-------- Passage

Context
Converging evidence from electrophysiological studies suggests that in individuals with schizophrenia EEG fast frontal oscillations are reduced. It is still unclear whether this reduction reflects an intrinsic deficit of underlying cortical/thalamo-cortical circuits, and whether this deficit is specific for frontal regions. Recent electrophysiological studies in healthy individuals have established that, when perturbed, different brain regions oscillate at a specific, intrinsically generated dominant frequency, the natural frequency.
Objective
To assess the natural frequency of posterior parietal, motor, premotor, and prefrontal cortices, in schizophrenic and healthy controls.
Design
High-density electroencephalogram (Hd-EEG) recordings during Transcranial Magnetic Stimulation (TMS) of four cortical areas were performed. Several TMS-evoked EEG oscillation parameters, including synchronization, amplitude, and natural frequency were compared across the schizophrenia and healthy control groups.
Setting
Wisconsin Psychiatric Institute & Clinic, University of Wisconsin-Madison
Participants
Twenty patients with schizophrenia and twenty age-matched healthy controls.

----------------

- Your objective: Reproduce the schizophrenia TMS-EEG abstract above in full, word for word, keeping its section headings.

-------- Given information

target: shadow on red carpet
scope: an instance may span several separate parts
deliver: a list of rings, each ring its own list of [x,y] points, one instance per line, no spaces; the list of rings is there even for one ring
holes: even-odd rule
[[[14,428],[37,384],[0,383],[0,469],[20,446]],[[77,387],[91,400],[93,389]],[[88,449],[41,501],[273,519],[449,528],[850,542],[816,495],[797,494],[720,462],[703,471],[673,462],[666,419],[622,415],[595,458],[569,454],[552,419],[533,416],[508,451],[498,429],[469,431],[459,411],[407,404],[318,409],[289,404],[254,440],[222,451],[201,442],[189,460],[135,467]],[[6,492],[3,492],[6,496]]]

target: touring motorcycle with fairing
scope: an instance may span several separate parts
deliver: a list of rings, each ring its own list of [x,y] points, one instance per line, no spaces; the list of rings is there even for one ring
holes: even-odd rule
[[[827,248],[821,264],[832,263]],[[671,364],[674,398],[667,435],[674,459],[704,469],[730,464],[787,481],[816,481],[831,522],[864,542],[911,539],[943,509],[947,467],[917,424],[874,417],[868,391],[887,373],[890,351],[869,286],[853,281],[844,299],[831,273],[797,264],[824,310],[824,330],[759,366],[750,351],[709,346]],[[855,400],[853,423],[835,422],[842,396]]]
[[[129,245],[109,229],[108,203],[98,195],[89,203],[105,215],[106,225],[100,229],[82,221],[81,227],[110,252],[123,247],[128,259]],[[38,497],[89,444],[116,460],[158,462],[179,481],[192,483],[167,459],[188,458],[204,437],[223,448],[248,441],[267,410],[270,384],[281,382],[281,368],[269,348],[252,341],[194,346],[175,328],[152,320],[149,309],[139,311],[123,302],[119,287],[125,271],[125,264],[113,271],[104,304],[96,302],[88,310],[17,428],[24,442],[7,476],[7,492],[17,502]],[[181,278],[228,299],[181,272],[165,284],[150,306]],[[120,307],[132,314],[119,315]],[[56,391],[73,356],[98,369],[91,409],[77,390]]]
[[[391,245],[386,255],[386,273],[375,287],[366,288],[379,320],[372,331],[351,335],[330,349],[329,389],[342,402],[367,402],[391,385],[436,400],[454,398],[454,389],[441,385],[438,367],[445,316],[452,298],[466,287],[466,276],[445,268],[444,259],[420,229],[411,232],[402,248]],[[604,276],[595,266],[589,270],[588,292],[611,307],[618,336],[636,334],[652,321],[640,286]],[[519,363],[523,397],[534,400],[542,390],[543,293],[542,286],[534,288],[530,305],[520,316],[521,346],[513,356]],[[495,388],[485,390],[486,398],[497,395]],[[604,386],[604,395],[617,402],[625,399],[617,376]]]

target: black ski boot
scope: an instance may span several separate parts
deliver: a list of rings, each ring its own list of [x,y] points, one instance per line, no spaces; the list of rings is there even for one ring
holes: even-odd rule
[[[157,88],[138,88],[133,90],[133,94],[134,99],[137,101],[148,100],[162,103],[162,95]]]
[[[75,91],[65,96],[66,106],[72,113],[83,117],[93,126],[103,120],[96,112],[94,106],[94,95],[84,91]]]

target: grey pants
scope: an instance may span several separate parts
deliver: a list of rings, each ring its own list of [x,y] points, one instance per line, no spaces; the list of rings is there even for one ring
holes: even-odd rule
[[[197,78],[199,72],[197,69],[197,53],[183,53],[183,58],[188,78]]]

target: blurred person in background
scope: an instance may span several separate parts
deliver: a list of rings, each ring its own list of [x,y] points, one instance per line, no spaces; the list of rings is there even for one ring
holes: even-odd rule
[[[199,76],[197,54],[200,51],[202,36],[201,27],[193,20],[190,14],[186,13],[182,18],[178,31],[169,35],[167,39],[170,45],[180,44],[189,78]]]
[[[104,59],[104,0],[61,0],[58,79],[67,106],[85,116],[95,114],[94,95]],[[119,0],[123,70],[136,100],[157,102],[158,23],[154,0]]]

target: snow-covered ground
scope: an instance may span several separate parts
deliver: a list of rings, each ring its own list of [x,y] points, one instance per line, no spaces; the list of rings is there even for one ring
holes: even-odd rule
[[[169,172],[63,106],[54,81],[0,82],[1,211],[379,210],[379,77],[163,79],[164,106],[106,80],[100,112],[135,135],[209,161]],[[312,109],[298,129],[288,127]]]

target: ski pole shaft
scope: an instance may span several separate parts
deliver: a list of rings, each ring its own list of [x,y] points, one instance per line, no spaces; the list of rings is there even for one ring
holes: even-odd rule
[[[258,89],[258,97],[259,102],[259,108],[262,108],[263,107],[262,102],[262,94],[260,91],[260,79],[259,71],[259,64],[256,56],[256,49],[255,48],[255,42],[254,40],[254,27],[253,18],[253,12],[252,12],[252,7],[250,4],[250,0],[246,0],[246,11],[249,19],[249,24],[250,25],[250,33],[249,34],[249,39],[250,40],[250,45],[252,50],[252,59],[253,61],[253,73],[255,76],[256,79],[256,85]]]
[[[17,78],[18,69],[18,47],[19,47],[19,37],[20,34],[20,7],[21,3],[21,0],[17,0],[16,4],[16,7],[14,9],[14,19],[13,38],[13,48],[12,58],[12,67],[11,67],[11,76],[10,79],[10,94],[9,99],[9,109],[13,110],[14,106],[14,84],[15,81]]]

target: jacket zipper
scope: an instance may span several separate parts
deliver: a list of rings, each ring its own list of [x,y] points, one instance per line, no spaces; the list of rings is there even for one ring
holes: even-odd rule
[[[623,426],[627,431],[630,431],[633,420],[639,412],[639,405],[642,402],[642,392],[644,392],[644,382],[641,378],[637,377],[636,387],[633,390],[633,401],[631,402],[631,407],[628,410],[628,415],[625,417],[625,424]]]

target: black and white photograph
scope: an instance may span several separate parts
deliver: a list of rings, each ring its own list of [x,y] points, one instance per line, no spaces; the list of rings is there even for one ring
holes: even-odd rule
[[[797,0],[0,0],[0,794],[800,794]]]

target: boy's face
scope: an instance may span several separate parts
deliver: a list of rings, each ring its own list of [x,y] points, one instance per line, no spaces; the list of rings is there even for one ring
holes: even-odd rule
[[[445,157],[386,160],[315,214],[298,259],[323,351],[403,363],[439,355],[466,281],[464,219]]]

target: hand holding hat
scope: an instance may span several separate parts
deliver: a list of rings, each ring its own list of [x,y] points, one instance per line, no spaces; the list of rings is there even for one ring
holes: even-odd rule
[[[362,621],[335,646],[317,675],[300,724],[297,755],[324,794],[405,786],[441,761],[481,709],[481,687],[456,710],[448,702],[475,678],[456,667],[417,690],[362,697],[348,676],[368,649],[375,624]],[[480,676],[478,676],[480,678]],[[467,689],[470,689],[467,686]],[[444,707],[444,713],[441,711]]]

----------------

- Your response:
Context
Converging evidence from electrophysiological studies suggests that in individuals with schizophrenia EEG fast frontal oscillations are reduced. It is still unclear whether this reduction reflects an intrinsic deficit of underlying cortical/thalamo-cortical circuits, and whether this deficit is specific for frontal regions. Recent electrophysiological studies in healthy individuals have established that, when perturbed, different brain regions oscillate at a specific, intrinsically generated dominant frequency, the natural frequency.
Objective
To assess the natural frequency of posterior parietal, motor, premotor, and prefrontal cortices, in schizophrenic and healthy controls.
Design
High-density electroencephalogram (Hd-EEG) recordings during Transcranial Magnetic Stimulation (TMS) of four cortical areas were performed. Several TMS-evoked EEG oscillation parameters, including synchronization, amplitude, and natural frequency were compared across the schizophrenia and healthy control groups.
Setting
Wisconsin Psychiatric Institute & Clinic, University of Wisconsin-Madison
Participants
Twenty patients with schizophrenia and twenty age-matched healthy controls.